EXERCISE DIRECTIONS: Can the data below be set down again exactly, line for line?

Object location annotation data
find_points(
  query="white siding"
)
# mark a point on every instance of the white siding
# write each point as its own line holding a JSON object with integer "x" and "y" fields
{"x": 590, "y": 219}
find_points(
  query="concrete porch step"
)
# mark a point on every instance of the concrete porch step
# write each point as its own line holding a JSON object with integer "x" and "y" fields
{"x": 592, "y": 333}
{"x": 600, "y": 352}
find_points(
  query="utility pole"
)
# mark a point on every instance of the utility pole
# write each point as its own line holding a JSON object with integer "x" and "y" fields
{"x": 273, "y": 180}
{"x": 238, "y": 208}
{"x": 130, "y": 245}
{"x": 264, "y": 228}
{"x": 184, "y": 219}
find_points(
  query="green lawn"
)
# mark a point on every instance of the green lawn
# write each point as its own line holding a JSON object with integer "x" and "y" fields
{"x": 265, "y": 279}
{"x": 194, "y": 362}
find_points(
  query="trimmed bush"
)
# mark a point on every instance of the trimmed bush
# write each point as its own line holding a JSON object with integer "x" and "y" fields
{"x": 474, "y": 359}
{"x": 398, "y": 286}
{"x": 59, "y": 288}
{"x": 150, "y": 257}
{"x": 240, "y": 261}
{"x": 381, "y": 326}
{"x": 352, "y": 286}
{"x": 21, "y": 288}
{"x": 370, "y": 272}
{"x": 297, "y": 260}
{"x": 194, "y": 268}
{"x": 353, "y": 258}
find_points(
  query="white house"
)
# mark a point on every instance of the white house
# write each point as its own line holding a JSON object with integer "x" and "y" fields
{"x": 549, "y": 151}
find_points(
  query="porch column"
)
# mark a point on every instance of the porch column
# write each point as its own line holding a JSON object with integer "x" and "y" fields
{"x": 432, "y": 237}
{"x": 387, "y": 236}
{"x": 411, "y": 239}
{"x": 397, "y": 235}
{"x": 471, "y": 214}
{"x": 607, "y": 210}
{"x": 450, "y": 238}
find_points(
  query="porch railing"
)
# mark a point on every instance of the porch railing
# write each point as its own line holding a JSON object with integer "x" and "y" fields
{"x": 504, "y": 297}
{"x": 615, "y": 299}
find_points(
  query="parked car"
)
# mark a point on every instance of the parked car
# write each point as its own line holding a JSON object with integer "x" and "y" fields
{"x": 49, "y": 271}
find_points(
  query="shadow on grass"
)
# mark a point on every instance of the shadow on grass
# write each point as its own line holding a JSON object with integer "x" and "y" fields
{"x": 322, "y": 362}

ANSWER FOR THIS EXERCISE:
find_points(
  query="white siding"
)
# mark a point on every instance of the white siding
# write each point as its own line holding a JSON object with integer "x" and "y" fields
{"x": 590, "y": 219}
find_points(
  query="concrete porch step"
)
# mark a point on every instance of the concrete porch step
# write each point as its own line holding a JSON object with integer "x" and "y" fields
{"x": 592, "y": 333}
{"x": 600, "y": 352}
find_points(
  query="utility pole"
)
# mark a point on every instance of the utility pole
# write each point as its own line holding a JSON object with integer "x" and "y" fields
{"x": 273, "y": 180}
{"x": 238, "y": 208}
{"x": 130, "y": 245}
{"x": 264, "y": 228}
{"x": 184, "y": 219}
find_points(
  query="green lawn"
)
# mark a point on every instance of the green lawn
# write each point as its own line holding a JSON object with integer "x" and "y" fields
{"x": 265, "y": 279}
{"x": 194, "y": 362}
find_points(
  query="trimmed bush"
)
# mark a point on every instance of the trimmed bush
# write each point as its own line holding a JSON object with integer "x" and "y" fields
{"x": 474, "y": 359}
{"x": 398, "y": 286}
{"x": 59, "y": 288}
{"x": 150, "y": 257}
{"x": 240, "y": 261}
{"x": 381, "y": 326}
{"x": 352, "y": 286}
{"x": 21, "y": 288}
{"x": 370, "y": 272}
{"x": 297, "y": 260}
{"x": 194, "y": 268}
{"x": 353, "y": 258}
find_points(
  query="white house"
)
# mark a point on every instance of the white house
# write each point as its own line holding a JSON object with integer "x" and "y" fields
{"x": 549, "y": 151}
find_points(
  query="porch column"
)
# mark a point on every instance of the porch column
# write each point as its own line holding a JSON object with integer "x" and "y" fields
{"x": 432, "y": 237}
{"x": 387, "y": 236}
{"x": 411, "y": 239}
{"x": 397, "y": 235}
{"x": 471, "y": 214}
{"x": 607, "y": 210}
{"x": 450, "y": 238}
find_points(
  query="porch railing"
)
# mark a point on every instance of the porch railing
# write each point as its own line holding a JSON object with integer "x" and "y" fields
{"x": 504, "y": 297}
{"x": 615, "y": 299}
find_points(
  query="parked car"
)
# mark a point on every instance of the parked car
# write each point as its own line holding a JSON object with integer "x" and "y" fields
{"x": 49, "y": 271}
find_points(
  query="shadow on grass"
)
# mark a point on every instance of the shadow on grass
# write each point as its own line holding a JSON object with integer "x" and "y" fields
{"x": 322, "y": 362}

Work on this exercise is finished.